● **Point-based annotation data**:
--

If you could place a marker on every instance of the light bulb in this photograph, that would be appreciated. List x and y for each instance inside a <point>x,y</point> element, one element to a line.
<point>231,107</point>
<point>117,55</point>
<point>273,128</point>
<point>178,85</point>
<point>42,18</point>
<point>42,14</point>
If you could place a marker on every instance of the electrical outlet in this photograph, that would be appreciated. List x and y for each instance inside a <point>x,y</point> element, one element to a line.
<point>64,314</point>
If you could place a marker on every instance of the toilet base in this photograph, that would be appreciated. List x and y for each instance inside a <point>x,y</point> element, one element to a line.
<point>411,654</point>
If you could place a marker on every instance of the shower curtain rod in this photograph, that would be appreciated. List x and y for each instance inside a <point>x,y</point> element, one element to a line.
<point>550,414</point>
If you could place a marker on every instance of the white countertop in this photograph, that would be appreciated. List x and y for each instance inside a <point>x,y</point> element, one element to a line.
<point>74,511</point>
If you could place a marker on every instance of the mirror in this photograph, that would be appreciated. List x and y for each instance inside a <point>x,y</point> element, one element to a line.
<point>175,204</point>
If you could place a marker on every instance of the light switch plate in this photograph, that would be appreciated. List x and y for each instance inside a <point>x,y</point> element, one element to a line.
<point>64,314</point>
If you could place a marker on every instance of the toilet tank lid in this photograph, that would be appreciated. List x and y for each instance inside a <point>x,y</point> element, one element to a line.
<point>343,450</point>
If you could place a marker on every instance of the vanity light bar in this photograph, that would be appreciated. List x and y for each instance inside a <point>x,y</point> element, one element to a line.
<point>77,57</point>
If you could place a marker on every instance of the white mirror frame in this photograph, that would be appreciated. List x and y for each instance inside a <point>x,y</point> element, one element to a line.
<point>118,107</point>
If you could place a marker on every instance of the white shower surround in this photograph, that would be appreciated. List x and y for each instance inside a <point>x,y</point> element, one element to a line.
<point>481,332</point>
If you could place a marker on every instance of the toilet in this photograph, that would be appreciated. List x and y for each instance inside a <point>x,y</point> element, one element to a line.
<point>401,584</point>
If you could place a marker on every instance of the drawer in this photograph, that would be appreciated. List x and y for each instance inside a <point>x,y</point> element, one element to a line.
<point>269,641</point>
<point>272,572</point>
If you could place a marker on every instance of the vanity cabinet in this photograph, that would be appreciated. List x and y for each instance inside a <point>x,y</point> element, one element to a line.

--

● **TO BE DONE**:
Extract all of the data above line for line, keeping every character unchanged.

● **RESULT**:
If you could place a marker on every instance of the light bulb in this photograph, that would be appreciated. List x and y for each instance inside a <point>x,y</point> element, one element to a line.
<point>231,107</point>
<point>117,55</point>
<point>273,128</point>
<point>178,85</point>
<point>42,18</point>
<point>42,14</point>
If you could place a marker on every instance of the electrical outlet in this photograph, that would be appreciated. List x and y for each instance inside a <point>x,y</point> element, one element to a line.
<point>64,314</point>
If you could place a marker on every instance of the toilet base in this photograph, that would be appreciated. List x and y for each instance inside a <point>x,y</point> element, one element to a line.
<point>411,654</point>
If you could place a marker on every instance of the shower curtain rod in this photograph, that would be appreciated. List x and y for each instance inside a <point>x,y</point> element, one element to a line.
<point>550,414</point>
If you could place a marker on every instance of the white countertop in this photograph, that would be appreciated. List x and y for each instance inside a <point>x,y</point> element, one element to a line.
<point>74,511</point>
If you could place a marker on every instance of the mirror in this photograph, that would be appreciated. List x and y for each instance inside a <point>x,y</point> element, one element to a line.
<point>175,204</point>
If you could place a marker on every instance of the light switch plate in this photograph, that would be appreciated. List x and y for each instance inside a <point>x,y</point> element, one element to a line.
<point>64,314</point>
If you could place a marker on every instance of the toilet tank lid in this photograph, that would be appreciated. List x and y for each instance inside a <point>x,y</point> element, one element to a line.
<point>343,450</point>
If you could place a marker on every instance of the vanity light bar in this photograph, that would be appreciated. List x and y for each instance inside a <point>x,y</point> element, one element to a line.
<point>77,57</point>
If you could place a marker on every instance of the white mirror frame in this photograph, that would be appreciated. List x and y for each instance inside a <point>x,y</point> element, one element to a line.
<point>118,107</point>
If you could place a marker on every instance of the white shower surround in this photograph, that would be appreciated. List x and y for each instance inside a <point>x,y</point> element, one element to a line.
<point>481,332</point>
If you could place a marker on every instance of the toilet in this photograph, that would be appreciated. List x and y for each instance inside a <point>x,y</point> element, one element to a line.
<point>401,584</point>
If you could place a marker on every instance of the drawer in this photograph, that would be appreciated. List x and y for each instance inside a <point>x,y</point> element, one element to a line.
<point>269,641</point>
<point>272,572</point>
If you could place a marker on every instance of the vanity cabinet in this photograph, that would be appreciated. List x and y for each instance inside a <point>x,y</point> element, one element to a line.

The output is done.